• SET PROBLEM
Find every line in the records below that contains the string "ceiling", matching case exactly, and copy each of those lines.

• AVAILABLE RECORDS

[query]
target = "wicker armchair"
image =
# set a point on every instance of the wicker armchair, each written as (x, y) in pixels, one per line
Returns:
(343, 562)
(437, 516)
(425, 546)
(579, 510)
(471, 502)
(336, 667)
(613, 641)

==

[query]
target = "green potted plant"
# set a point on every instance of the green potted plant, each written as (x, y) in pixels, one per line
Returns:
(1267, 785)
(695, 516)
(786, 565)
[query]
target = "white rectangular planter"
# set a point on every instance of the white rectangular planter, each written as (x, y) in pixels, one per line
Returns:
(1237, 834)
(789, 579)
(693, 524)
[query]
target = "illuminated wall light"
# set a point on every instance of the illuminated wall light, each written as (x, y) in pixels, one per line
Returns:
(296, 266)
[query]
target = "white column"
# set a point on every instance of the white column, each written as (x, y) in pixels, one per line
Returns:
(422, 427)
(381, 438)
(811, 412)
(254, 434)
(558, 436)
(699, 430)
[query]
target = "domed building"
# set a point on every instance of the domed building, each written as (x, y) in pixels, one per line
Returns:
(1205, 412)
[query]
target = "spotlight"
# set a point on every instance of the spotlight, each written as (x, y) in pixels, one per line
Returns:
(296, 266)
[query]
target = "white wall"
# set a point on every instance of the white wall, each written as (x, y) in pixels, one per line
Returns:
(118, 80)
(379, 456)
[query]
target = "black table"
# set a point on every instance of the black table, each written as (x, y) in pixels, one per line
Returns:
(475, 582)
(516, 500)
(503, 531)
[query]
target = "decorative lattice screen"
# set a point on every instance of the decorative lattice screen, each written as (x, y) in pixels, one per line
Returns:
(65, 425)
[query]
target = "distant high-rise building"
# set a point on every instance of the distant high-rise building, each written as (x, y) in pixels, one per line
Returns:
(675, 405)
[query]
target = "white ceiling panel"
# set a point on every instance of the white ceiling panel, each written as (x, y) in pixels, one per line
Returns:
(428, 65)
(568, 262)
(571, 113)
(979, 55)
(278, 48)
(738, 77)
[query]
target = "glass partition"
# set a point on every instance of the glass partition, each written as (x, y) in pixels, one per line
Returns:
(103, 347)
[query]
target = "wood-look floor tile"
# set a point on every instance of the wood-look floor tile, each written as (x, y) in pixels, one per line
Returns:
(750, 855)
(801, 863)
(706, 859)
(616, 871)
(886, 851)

• RESPONSE TO THIS EXERCISE
target = "white ceiling panel"
# set a point on every instance of the white ceiling panel, each written as (x, y) in pixels, one per line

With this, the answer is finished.